• TASK MATERIAL
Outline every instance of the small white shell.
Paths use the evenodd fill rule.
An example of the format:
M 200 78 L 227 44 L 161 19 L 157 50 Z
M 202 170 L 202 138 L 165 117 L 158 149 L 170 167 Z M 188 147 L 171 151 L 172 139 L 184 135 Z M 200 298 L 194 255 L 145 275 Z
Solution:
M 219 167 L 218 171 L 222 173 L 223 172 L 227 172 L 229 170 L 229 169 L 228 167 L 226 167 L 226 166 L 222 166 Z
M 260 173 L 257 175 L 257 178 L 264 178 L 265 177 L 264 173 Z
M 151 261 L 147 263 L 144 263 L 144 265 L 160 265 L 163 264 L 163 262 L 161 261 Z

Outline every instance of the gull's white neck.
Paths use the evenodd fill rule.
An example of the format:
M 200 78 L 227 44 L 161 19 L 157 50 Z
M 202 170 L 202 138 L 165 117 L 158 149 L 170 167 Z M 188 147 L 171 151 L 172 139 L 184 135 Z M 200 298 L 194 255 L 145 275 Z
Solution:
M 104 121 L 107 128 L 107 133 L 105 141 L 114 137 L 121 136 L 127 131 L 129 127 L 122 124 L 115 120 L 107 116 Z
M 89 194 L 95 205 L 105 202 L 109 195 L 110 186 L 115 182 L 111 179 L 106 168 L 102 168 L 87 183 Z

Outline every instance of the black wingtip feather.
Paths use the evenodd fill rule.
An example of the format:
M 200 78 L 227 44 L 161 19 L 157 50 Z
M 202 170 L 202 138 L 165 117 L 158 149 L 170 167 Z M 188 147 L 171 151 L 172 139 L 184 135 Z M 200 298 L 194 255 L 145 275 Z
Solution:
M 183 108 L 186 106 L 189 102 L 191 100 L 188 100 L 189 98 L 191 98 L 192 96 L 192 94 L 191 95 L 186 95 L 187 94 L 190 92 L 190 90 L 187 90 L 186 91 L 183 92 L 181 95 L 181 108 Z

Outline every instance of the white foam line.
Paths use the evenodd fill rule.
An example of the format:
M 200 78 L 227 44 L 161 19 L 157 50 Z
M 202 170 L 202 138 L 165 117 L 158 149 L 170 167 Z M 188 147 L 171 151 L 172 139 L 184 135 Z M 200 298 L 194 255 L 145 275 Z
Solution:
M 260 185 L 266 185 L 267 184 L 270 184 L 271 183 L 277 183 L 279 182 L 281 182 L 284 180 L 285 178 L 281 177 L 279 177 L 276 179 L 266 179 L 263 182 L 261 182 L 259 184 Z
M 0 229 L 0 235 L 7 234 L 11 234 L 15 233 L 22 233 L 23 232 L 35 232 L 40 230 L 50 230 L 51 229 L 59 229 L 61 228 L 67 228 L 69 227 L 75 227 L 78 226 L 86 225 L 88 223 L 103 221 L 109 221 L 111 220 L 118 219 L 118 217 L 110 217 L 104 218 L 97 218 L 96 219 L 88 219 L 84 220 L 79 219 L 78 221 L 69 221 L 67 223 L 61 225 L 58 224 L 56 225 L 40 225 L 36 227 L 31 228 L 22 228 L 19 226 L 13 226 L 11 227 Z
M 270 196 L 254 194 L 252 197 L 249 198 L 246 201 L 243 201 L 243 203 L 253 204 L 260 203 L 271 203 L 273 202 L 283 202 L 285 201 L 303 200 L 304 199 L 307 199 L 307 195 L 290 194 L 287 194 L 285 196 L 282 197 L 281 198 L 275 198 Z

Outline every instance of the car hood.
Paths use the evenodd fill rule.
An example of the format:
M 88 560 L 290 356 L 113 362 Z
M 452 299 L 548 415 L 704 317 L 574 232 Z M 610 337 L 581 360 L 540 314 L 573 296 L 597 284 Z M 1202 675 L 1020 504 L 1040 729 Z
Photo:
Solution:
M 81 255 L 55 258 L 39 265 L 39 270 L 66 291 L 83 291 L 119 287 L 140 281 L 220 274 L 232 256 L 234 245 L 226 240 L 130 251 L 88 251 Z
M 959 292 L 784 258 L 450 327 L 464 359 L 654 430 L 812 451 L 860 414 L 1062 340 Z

• THE PROBLEM
Give the lines exactly as they stand, from the line with "Outline every instance of the car hood." through the end of the material.

• RESULT
Outline every instance of the car hood.
Paths use the evenodd fill rule.
An example of the format:
M 88 560 L 290 356 L 113 362 Z
M 452 299 L 548 415 L 704 317 L 574 232 Z M 610 337 L 581 360 L 540 314 L 573 296 L 597 284 Z M 1202 675 L 1020 504 L 1040 729 Z
Photo:
Solution:
M 81 255 L 55 258 L 39 265 L 39 270 L 66 291 L 83 291 L 119 287 L 140 281 L 220 274 L 232 256 L 234 245 L 226 240 L 130 251 L 88 251 Z
M 959 292 L 784 258 L 450 327 L 464 359 L 654 430 L 812 451 L 860 414 L 1062 340 Z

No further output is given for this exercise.